* **Goal**
Reproduce the entries below in full, word for word.

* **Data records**
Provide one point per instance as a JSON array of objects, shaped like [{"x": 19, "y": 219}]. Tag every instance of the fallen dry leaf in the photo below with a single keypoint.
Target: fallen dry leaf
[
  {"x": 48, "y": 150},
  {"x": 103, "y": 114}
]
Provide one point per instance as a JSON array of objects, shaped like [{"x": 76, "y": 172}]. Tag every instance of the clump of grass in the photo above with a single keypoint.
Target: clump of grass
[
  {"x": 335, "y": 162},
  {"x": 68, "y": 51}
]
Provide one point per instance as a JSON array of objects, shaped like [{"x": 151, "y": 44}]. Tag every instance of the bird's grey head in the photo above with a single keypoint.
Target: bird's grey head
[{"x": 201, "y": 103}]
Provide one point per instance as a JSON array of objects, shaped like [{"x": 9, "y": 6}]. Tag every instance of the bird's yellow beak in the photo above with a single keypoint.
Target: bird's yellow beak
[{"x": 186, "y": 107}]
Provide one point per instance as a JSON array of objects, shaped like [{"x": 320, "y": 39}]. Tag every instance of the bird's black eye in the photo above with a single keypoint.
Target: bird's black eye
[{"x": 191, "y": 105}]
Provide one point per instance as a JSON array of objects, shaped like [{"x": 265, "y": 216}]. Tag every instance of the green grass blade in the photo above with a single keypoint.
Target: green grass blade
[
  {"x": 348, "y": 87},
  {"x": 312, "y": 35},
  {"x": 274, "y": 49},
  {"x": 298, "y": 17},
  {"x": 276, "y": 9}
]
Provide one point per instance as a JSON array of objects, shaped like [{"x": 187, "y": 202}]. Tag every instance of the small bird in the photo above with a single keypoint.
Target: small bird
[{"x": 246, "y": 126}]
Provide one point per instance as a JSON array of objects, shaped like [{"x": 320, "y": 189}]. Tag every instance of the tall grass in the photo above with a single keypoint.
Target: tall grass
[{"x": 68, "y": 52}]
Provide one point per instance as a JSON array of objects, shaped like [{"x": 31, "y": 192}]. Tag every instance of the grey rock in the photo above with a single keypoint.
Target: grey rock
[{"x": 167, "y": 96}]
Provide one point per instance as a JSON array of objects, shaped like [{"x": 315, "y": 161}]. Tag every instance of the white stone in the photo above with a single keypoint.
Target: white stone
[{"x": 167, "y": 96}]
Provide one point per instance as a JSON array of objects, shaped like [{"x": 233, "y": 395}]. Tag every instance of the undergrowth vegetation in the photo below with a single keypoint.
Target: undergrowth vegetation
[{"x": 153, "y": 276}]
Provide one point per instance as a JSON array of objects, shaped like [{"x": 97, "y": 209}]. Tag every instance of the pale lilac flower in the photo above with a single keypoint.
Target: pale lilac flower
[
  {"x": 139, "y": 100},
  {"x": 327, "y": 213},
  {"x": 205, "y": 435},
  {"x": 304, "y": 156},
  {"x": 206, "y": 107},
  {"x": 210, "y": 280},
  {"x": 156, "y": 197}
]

* **Output for this exercise**
Provide one point per instance as a JSON array of objects, shaped like [{"x": 19, "y": 219}]. Tag every instance of the fallen dry leaf in the photo below with a single keypoint.
Target: fallen dry leaf
[
  {"x": 48, "y": 150},
  {"x": 103, "y": 114}
]
Provide one point per instance as a JSON array of objects, shaped like [{"x": 76, "y": 172}]. Tag every instance of the clump of grass in the photo above with a single keypoint.
Target: clump of grass
[
  {"x": 335, "y": 162},
  {"x": 68, "y": 51}
]
Provide one point per instance as a JSON array of objects, shaped like [{"x": 151, "y": 44}]. Tag every instance of the bird's grey head in the photo above with a single keypoint.
Target: bird's grey head
[{"x": 201, "y": 103}]
Provide one point per instance as a JSON array of objects, shaped like [{"x": 9, "y": 6}]. Tag every instance of the bird's yellow beak in the photo above with a single keypoint.
Target: bird's yellow beak
[{"x": 186, "y": 107}]
Provide one point per instance as a JSON array of objects, shaped like [{"x": 320, "y": 39}]. Tag every instance of the bird's black eye in the photo above with a single keypoint.
Target: bird's black eye
[{"x": 191, "y": 105}]
Provide one point per instance as a JSON array of objects, shaped like [{"x": 265, "y": 216}]. Tag every instance of the green grass blade in the photo above with a single keypoint.
Target: green grass blade
[
  {"x": 348, "y": 87},
  {"x": 312, "y": 35},
  {"x": 274, "y": 49},
  {"x": 298, "y": 17},
  {"x": 276, "y": 9}
]
Provide one point per instance as a JSON array of objects, shaped like [{"x": 187, "y": 202}]. Tag every instance of the small bird in the photo above with a single keypoint.
Target: small bird
[{"x": 246, "y": 126}]
Provide one point per instance as a JSON array of objects, shaped like [{"x": 320, "y": 189}]. Tag every instance of the tall grass in the photo above with a single keypoint.
Target: tall grass
[{"x": 68, "y": 52}]
Provide one point per instance as a JSON array of objects, shaped like [{"x": 31, "y": 192}]. Tag every instance of the grey rock in the photo above with a single keypoint.
Target: grey rock
[{"x": 167, "y": 96}]
Provide one point per instance as a JSON array of objects, shaped like [{"x": 315, "y": 161}]. Tag every instance of the white stone in the photo above with a single keypoint.
Target: white stone
[{"x": 167, "y": 96}]
Provide one point per instance as a JSON array of objects, shaped like [{"x": 233, "y": 395}]. Tag every instance of the undergrowth vegetation in the photo below with a single keypoint.
Target: undergrowth vegetation
[{"x": 153, "y": 276}]
Provide one point per instance as a JSON array of objects, shaped like [{"x": 97, "y": 209}]. Tag every instance of the pale lilac flower in the photo above with a single keypoint.
Target: pale lilac flower
[
  {"x": 139, "y": 100},
  {"x": 327, "y": 213},
  {"x": 205, "y": 435},
  {"x": 304, "y": 156},
  {"x": 206, "y": 107},
  {"x": 210, "y": 280},
  {"x": 156, "y": 197}
]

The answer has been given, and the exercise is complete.